EXERCISE AIM → Please update the material by swapping "pixel coordinates" for "pixel positions" wherever it occurs, keeping every other line the same.

Entries from a point annotation set:
++++++++++

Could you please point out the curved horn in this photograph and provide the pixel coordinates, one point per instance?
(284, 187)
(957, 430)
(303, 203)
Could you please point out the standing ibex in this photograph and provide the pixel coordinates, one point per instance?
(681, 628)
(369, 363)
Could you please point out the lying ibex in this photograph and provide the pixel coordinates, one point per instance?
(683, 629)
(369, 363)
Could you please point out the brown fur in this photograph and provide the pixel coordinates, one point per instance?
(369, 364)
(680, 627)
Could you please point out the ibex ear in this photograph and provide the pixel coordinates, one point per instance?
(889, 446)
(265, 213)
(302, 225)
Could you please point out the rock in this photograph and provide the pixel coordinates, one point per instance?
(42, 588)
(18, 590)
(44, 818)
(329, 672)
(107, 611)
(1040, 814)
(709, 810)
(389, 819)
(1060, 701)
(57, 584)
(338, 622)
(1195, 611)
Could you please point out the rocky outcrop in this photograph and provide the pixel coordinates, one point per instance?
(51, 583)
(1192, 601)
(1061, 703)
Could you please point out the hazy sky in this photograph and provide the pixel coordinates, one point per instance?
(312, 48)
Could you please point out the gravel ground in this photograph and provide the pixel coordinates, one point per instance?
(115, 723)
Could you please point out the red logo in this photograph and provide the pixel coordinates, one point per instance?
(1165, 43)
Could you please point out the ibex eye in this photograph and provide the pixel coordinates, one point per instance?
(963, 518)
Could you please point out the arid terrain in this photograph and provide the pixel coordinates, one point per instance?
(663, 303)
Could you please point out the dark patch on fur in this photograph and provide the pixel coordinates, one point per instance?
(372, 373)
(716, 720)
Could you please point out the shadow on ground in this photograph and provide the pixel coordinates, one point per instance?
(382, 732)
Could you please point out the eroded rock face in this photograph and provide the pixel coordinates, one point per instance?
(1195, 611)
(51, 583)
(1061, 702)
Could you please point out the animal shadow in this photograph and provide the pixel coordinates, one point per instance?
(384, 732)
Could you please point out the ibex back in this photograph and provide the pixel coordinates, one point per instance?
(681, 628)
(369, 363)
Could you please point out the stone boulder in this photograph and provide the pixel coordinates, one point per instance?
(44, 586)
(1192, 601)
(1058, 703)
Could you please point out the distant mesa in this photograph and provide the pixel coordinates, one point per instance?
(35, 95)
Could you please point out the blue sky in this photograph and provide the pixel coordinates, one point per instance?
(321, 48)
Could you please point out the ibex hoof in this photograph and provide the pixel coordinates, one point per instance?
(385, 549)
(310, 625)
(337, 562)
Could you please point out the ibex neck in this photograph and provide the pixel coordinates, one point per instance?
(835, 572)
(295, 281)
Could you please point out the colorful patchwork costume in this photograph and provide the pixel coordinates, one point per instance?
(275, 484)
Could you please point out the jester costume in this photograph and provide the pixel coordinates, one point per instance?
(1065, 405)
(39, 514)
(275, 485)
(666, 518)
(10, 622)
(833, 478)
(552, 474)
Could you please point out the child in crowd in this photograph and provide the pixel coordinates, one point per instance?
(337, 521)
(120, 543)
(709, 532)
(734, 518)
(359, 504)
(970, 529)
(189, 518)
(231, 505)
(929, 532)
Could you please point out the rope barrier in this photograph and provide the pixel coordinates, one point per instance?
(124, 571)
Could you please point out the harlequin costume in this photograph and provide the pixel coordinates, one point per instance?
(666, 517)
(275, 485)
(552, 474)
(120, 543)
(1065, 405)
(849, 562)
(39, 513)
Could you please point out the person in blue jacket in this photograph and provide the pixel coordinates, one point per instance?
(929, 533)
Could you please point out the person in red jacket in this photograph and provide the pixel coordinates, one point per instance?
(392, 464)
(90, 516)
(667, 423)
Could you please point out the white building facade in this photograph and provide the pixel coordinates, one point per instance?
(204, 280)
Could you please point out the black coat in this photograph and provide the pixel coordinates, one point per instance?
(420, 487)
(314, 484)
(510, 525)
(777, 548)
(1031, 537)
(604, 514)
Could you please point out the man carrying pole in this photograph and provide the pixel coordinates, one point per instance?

++++++++++

FINAL RESULT →
Could you please point out the curved horn in this photograph and provide the pixel positions, one point per instance?
(284, 187)
(957, 430)
(303, 203)
Could you please point out the standing ibex in this photograph and provide the pixel positions, one point per instance?
(681, 628)
(369, 363)
Could you please point out the lying ibex in this photograph and provide the pixel positions, one point per instance?
(683, 629)
(369, 363)
Could you please point out the brown fur in this photograph and provide the pixel positions, one point per instance?
(369, 364)
(680, 627)
Could you please point out the ibex ear in this photograph and provide the pixel positions, one point per instance?
(889, 446)
(265, 213)
(302, 225)
Could you please point out the rock in this photograph and provide the pixel positions, one point per instance?
(42, 588)
(18, 590)
(44, 818)
(329, 672)
(107, 611)
(1040, 814)
(709, 810)
(389, 819)
(1060, 701)
(57, 584)
(338, 622)
(1195, 611)
Could you please point out the rocky outcrop in this photograph and provide the pixel positions, one point per instance?
(51, 583)
(1192, 601)
(1061, 703)
Could you please point out the hazy sky in this photograph and provide the pixel positions, one point per instance?
(312, 48)
Could you please point out the gravel ground in this photograph and provide the pixel positions, one point per instance?
(115, 723)
Could you please point out the red logo in this photograph and provide the pixel positions, one point per instance?
(1165, 43)
Could you please point out the ibex eye in this photograph and provide the pixel positions, one point per instance?
(963, 518)
Could you please point out the arid terrain in this photograph and provide the pixel positions, one point per instance?
(663, 303)
Could you please point out the dark patch on fur in this photograph and provide the pixel positions, one point per instance?
(372, 373)
(716, 720)
Could you please point out the shadow on ground in this photograph and provide the pixel positions, one point per instance?
(382, 732)
Could you please point out the eroded rock face in this photograph and provide the pixel positions, one point per instance?
(1195, 611)
(51, 583)
(1061, 702)
Could you please point out the animal shadow in this photograph and provide the pixel positions, one point per instance?
(384, 732)
Could you please point out the ibex back in this photograph and provide the pixel positions, one point per instance?
(681, 628)
(369, 363)
Could you please point out the stone boulder in this photograph and provide the pixel positions, one point per instance?
(44, 586)
(1192, 601)
(1058, 703)
Could you please point out the distant mesa in this photograph and provide the pixel positions, one point per instance?
(35, 95)
Could you please point out the blue sky in this photograph and provide the pixel positions, one point per instance?
(321, 48)
Could you please point out the ibex hoof in this photograph and provide the pixel positions, one point per instance?
(385, 549)
(310, 625)
(337, 562)
Could you please point out the ibex neck in this photograph and provide the pixel positions, one point per instance?
(835, 572)
(295, 281)
Could you please point out the colorful patchwork costume in this photograph and provide the pixel positions, one point per instance?
(275, 484)
Could you please point out the jester costume in this photograph and provide the pixel positions, one point per instance?
(1065, 405)
(39, 514)
(275, 485)
(666, 518)
(10, 622)
(833, 478)
(552, 474)
Could you please point out the child in crowd in this photograph and provide the pixel positions, one point per instance?
(337, 521)
(120, 543)
(709, 532)
(734, 518)
(359, 504)
(970, 529)
(189, 518)
(231, 505)
(929, 532)
Could you please point out the rope barrier in this photograph and provide the pixel positions, one point per instance?
(124, 571)
Could you please point out the harlequin costume in this photograph and provide the pixel positions, one point per instance?
(666, 517)
(275, 485)
(552, 474)
(120, 543)
(1065, 405)
(849, 562)
(39, 513)
Could you please point out the person in blue jacket in this photograph and provide the pixel positions, one point per instance?
(929, 533)
Could you please point out the person in red jacket in this photograph and provide the pixel positions, one point per instance?
(392, 464)
(90, 516)
(667, 423)
Could you please point out the white building facade in this photograph and provide the pixel positions, one point per instance?
(204, 280)
Could you please point out the black coat in this photograph and provide the pixel positions, one point per instance?
(420, 487)
(314, 484)
(510, 525)
(777, 548)
(1031, 537)
(604, 514)
Could you please point out the man carrying pole in this photograph and provide the pixel positions, one point per instance?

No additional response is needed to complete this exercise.